▶ TASK DETAILS: Copy word for word, please, the lines of the entries below running from the one containing "positive clicks: (676, 200)" to the one containing "173L414 172L341 226L343", both ends included.

Stored data entries:

------------------------------------

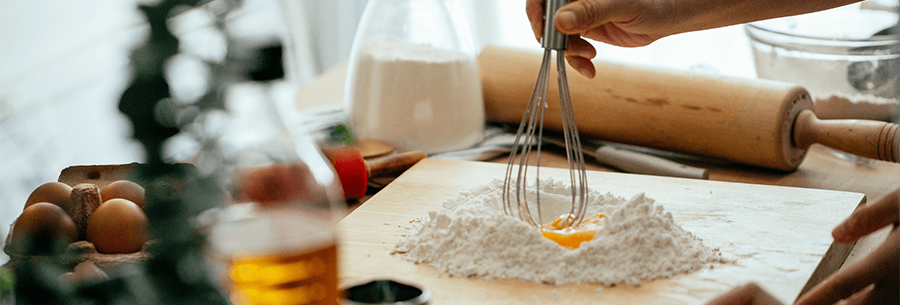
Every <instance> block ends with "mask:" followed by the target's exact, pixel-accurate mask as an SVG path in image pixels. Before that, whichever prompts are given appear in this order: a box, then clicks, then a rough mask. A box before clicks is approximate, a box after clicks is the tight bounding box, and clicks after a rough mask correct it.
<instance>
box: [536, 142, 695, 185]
mask: <svg viewBox="0 0 900 305" xmlns="http://www.w3.org/2000/svg"><path fill="white" fill-rule="evenodd" d="M542 139H543V141H544V142H545V143H549V144H552V145H555V146H559V147H562V148H565V147H566V142H565V139H564V138H563V136H562V135H561V134H554V133H548V132H546V131H545V132H544V135H543V138H542ZM581 151H582V153H583V154H585V155H588V156H590V157H592V158H594V159H595V160H597V161H598V162H600V163H603V164H605V165H608V166H610V167H613V168H615V169H618V170H621V171H623V172H628V173H635V174H645V175H656V176H669V177H681V178H692V179H709V171H708V170H706V169H705V168H699V167H693V166H689V165H685V164H681V163H678V162H675V161H671V160H668V159H665V158H660V157H657V156H653V155H649V154H645V153H640V152H636V151H632V150H628V149H623V148H619V147H616V146H614V145H607V144H605V143H603V142H601V141H597V140H587V139H582V142H581Z"/></svg>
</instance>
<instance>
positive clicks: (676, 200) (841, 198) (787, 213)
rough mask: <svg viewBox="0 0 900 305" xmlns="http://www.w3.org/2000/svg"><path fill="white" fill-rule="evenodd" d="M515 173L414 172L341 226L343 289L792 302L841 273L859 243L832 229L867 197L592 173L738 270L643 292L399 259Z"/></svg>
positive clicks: (436, 302)
mask: <svg viewBox="0 0 900 305" xmlns="http://www.w3.org/2000/svg"><path fill="white" fill-rule="evenodd" d="M505 168H506V165H505V164H497V163H486V162H468V161H447V160H438V159H424V160H422V161H420V162H419V163H418V164H417V165H416V166H414V167H412V168H411V169H410V170H408V171H406V172H405V173H404V174H403V175H401V176H400V177H399V178H397V179H396V180H395V181H394V182H392V183H391V184H390V185H388V186H387V187H385V188H384V189H383V190H381V191H380V192H379V193H378V194H376V195H375V196H373V197H372V198H371V199H369V200H368V201H366V202H365V203H364V204H363V205H362V206H360V207H359V208H357V209H356V210H354V211H353V212H352V213H351V214H350V215H348V216H347V217H346V218H344V220H342V221H341V223H340V232H341V242H340V248H339V263H340V265H339V266H340V279H341V285H342V287H346V286H348V285H352V284H357V283H361V282H365V281H368V280H371V279H385V278H387V279H394V280H397V281H400V282H406V283H409V284H414V285H418V286H422V287H424V288H426V289H428V290H430V291H431V293H432V294H433V299H432V302H431V303H430V304H598V303H600V304H699V303H702V302H705V301H708V300H710V299H712V298H714V297H715V296H718V295H719V294H721V293H724V292H726V291H728V290H730V289H731V288H732V287H734V286H736V285H740V284H743V283H746V282H750V281H755V282H757V283H759V284H760V285H762V286H763V288H764V289H766V290H767V291H769V292H770V293H771V294H773V295H774V296H776V297H777V298H778V299H780V300H781V301H782V302H786V303H790V302H792V301H793V300H794V299H795V298H796V297H797V296H798V295H799V294H800V292H801V290H803V289H804V287H805V286H806V284H807V282H808V281H810V279H811V278H813V277H817V278H821V277H822V276H824V275H827V274H830V273H831V272H833V271H834V270H836V269H837V268H838V267H840V265H841V262H843V260H844V258H845V257H846V256H847V253H848V252H849V249H850V247H851V246H852V245H835V247H831V246H832V238H831V234H830V232H831V229H832V228H833V227H834V226H835V225H837V224H838V223H840V221H842V220H843V219H844V218H846V217H847V216H849V215H850V213H851V212H852V211H853V210H854V209H855V208H856V207H857V206H858V205H859V204H861V203H863V202H864V201H865V195H863V194H859V193H848V192H838V191H827V190H816V189H805V188H790V187H780V186H767V185H753V184H742V183H730V182H718V181H707V180H696V179H681V178H669V177H657V176H645V175H634V174H622V173H610V172H595V171H591V172H588V183H589V186H590V187H591V188H592V189H595V190H599V191H601V192H610V193H612V194H613V195H616V196H620V197H625V198H630V197H631V196H633V195H635V194H637V193H640V192H644V193H646V195H647V197H649V198H652V199H655V200H656V201H657V203H658V204H661V205H663V207H664V208H665V209H666V211H669V212H671V213H672V215H673V216H674V218H675V221H676V222H677V223H678V224H679V225H680V226H681V227H682V228H684V229H685V230H687V231H689V232H691V233H692V234H694V236H697V237H698V238H700V239H702V240H703V243H704V244H705V245H707V246H709V247H713V248H718V249H719V250H720V252H721V253H722V256H723V257H726V258H729V259H734V260H735V263H733V264H717V265H714V266H713V268H708V269H703V270H699V271H697V272H694V273H691V274H686V275H679V276H675V277H672V278H668V279H656V280H645V281H643V283H642V284H641V285H640V286H632V285H624V284H621V285H616V286H613V287H603V286H601V285H599V284H591V283H586V284H568V285H559V286H551V285H545V284H540V283H534V282H527V281H523V280H517V279H506V280H495V281H488V280H484V279H479V278H474V279H469V278H452V277H450V276H448V275H446V274H439V273H438V272H437V271H436V270H435V269H434V268H432V267H429V266H428V265H426V264H413V263H411V262H408V261H406V260H404V259H403V257H402V255H399V254H393V255H392V254H391V251H392V249H393V247H394V245H395V244H396V243H397V241H398V240H400V238H401V235H402V234H405V233H407V227H409V226H410V220H411V219H414V218H417V217H423V216H427V215H428V211H430V210H439V209H441V204H442V203H443V202H444V201H445V200H447V199H449V198H452V197H454V196H455V195H456V194H457V193H459V192H460V191H462V190H466V189H469V188H473V187H476V186H480V185H483V184H485V183H488V182H490V181H491V180H493V179H502V178H503V174H504V171H505ZM541 175H542V177H553V178H555V179H566V180H563V181H568V180H567V179H568V172H567V170H564V169H554V168H542V169H541ZM826 252H828V254H827V255H826ZM598 255H600V254H598ZM823 258H825V259H823ZM820 263H821V264H820ZM814 273H815V275H814ZM817 280H818V279H813V281H817Z"/></svg>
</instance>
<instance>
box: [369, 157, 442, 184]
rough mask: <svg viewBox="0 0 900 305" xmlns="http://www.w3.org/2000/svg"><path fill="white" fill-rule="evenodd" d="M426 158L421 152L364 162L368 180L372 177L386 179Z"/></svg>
mask: <svg viewBox="0 0 900 305" xmlns="http://www.w3.org/2000/svg"><path fill="white" fill-rule="evenodd" d="M425 157H428V154H425V153H424V152H421V151H408V152H405V153H400V154H396V155H392V156H387V157H384V158H382V159H378V160H375V161H372V162H366V170H367V171H368V173H369V179H371V178H373V177H388V176H394V175H398V174H401V173H403V172H404V171H406V170H407V169H409V168H410V167H412V166H413V165H416V163H417V162H419V160H422V159H424V158H425Z"/></svg>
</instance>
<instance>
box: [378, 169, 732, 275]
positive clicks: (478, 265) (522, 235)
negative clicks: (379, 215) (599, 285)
mask: <svg viewBox="0 0 900 305" xmlns="http://www.w3.org/2000/svg"><path fill="white" fill-rule="evenodd" d="M502 187H503V181H502V180H494V181H492V182H491V183H488V184H486V185H483V186H480V187H477V188H473V189H470V190H467V191H463V192H460V193H459V194H458V195H457V196H456V197H454V198H451V199H449V200H447V201H446V202H444V204H443V208H442V209H441V210H439V211H430V212H429V215H428V216H427V217H421V218H417V219H414V220H413V223H414V225H413V226H412V227H411V228H410V230H409V232H407V233H406V234H404V235H403V237H402V238H401V240H400V241H399V242H398V243H397V244H396V245H395V247H394V251H393V253H399V254H402V255H403V258H404V259H405V260H407V261H411V262H414V263H427V264H428V265H429V266H431V267H434V268H436V269H437V271H438V272H440V273H448V274H449V275H451V276H454V277H469V278H484V279H504V278H516V279H523V280H528V281H534V282H540V283H547V284H556V285H561V284H566V283H602V284H604V285H613V284H617V283H623V282H624V283H627V284H634V285H637V284H640V282H641V281H642V280H651V279H657V278H667V277H671V276H675V275H678V274H683V273H688V272H693V271H697V270H700V269H702V268H704V267H707V266H710V265H712V264H714V263H720V262H724V259H723V258H722V257H721V256H720V255H719V253H718V250H715V249H711V248H709V247H706V246H704V245H703V244H702V242H701V241H700V240H699V239H697V238H696V237H694V236H693V235H691V233H690V232H687V231H685V230H684V229H682V228H681V227H680V226H678V225H677V224H676V223H675V221H674V220H673V218H672V214H671V213H669V212H666V211H665V210H664V209H663V206H662V205H659V204H656V203H655V201H654V200H653V199H650V198H647V197H645V196H644V194H638V195H636V196H634V197H632V198H631V199H628V200H626V199H625V198H622V197H616V196H613V195H611V194H609V193H606V194H601V193H599V192H597V191H594V190H592V191H590V194H589V197H588V199H589V203H588V213H587V215H595V214H603V215H605V217H604V219H605V220H606V221H605V222H604V224H603V225H602V226H600V227H598V229H597V231H596V232H595V233H594V237H593V239H591V240H589V241H586V242H583V243H581V244H580V247H577V248H575V249H569V248H566V247H563V246H561V245H560V244H557V243H556V242H554V241H551V240H550V239H548V238H545V237H544V236H543V235H542V234H541V231H540V230H537V229H536V228H534V227H532V226H530V225H528V224H527V223H525V222H524V221H522V220H520V219H519V218H517V217H514V216H507V215H506V214H504V212H503V204H502V201H501V197H500V196H501V194H502ZM540 187H541V191H542V197H541V208H542V209H543V210H546V211H548V212H547V213H545V214H547V215H543V216H544V218H545V219H542V220H541V221H542V222H545V221H547V220H548V219H550V220H552V218H554V217H556V216H559V215H552V214H553V212H551V210H553V209H556V211H565V210H566V209H567V207H568V206H569V205H570V204H571V197H569V196H568V194H569V192H570V190H569V186H568V185H565V184H564V183H562V182H559V181H555V180H552V179H547V180H543V181H542V182H541V183H540ZM544 194H547V195H544ZM551 215H552V217H550V216H551Z"/></svg>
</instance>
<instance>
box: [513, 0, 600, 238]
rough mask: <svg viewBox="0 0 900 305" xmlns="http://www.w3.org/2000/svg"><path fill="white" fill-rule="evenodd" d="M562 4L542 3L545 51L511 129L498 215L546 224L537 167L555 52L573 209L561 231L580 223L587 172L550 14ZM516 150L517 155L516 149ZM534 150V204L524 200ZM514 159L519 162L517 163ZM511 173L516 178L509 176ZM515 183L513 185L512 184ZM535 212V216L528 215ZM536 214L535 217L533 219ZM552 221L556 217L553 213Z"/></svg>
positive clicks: (540, 160)
mask: <svg viewBox="0 0 900 305" xmlns="http://www.w3.org/2000/svg"><path fill="white" fill-rule="evenodd" d="M567 2H568V1H567V0H546V1H545V3H544V5H545V7H544V29H543V31H544V33H543V38H542V39H541V46H542V47H543V48H544V56H543V59H542V61H541V68H540V72H539V73H538V78H537V82H536V83H535V85H534V90H533V91H532V92H531V98H530V100H529V101H528V105H527V106H526V108H525V112H524V114H523V115H522V121H521V123H519V129H518V130H517V131H516V138H515V142H514V144H513V146H512V150H511V151H510V155H509V161H508V163H507V166H506V176H505V178H504V182H503V194H502V200H503V211H504V212H505V213H506V214H507V215H510V216H516V215H518V217H519V218H520V219H522V220H523V221H525V222H527V223H528V224H530V225H532V226H535V227H540V226H541V223H542V222H544V221H546V220H545V219H543V218H542V216H541V194H540V185H541V183H540V164H541V138H542V136H543V129H544V110H545V109H546V108H547V107H548V105H547V91H548V90H547V89H548V87H549V84H550V80H549V78H550V65H551V62H550V57H551V53H553V52H555V53H556V70H557V83H558V88H559V104H560V111H561V114H562V125H563V137H564V138H565V143H566V159H567V160H568V166H569V181H570V183H571V187H570V189H571V192H572V205H571V207H570V208H569V211H568V215H566V216H565V217H563V219H562V222H561V223H560V224H561V226H562V227H570V226H577V225H578V224H580V223H581V221H582V220H583V219H584V216H585V212H586V211H587V189H588V186H587V171H586V169H585V165H584V156H583V155H582V152H581V139H580V138H579V136H578V126H577V125H576V123H575V112H574V111H573V109H572V98H571V96H570V95H569V83H568V81H567V80H566V61H565V56H564V55H563V53H562V52H564V51H565V50H566V48H567V47H568V36H566V35H565V34H563V33H560V32H559V31H557V30H556V28H555V27H554V26H553V24H554V22H553V16H554V15H555V13H556V10H558V9H559V8H560V7H562V6H563V5H565V4H566V3H567ZM520 147H521V151H520ZM533 149H534V150H536V151H535V160H534V161H535V165H534V167H535V170H534V180H533V181H534V184H533V186H532V189H533V190H534V193H535V196H534V198H533V200H534V202H533V205H530V204H529V200H530V198H528V196H526V195H527V191H528V188H529V187H528V185H527V183H528V180H529V178H528V175H530V174H531V173H530V172H529V163H530V162H531V160H530V159H531V152H532V150H533ZM517 159H518V162H517V161H516V160H517ZM513 174H515V177H514V176H513ZM513 184H514V185H513ZM532 210H534V213H532ZM535 216H536V217H535ZM552 216H554V217H556V216H559V215H552Z"/></svg>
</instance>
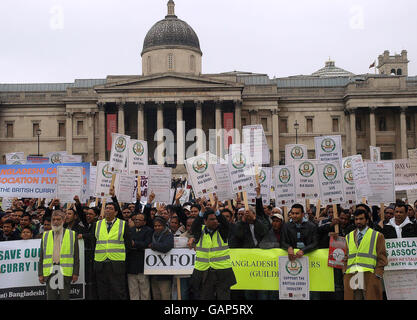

------------------------------------

▶ SOLUTION TO THIS TASK:
positive clicks: (676, 200) (841, 198) (787, 213)
rough mask: <svg viewBox="0 0 900 305" xmlns="http://www.w3.org/2000/svg"><path fill="white" fill-rule="evenodd" d="M515 173L414 172L341 226L343 289L792 302L841 273L859 243L832 229L867 197L592 173L738 270L643 292L399 259Z"/></svg>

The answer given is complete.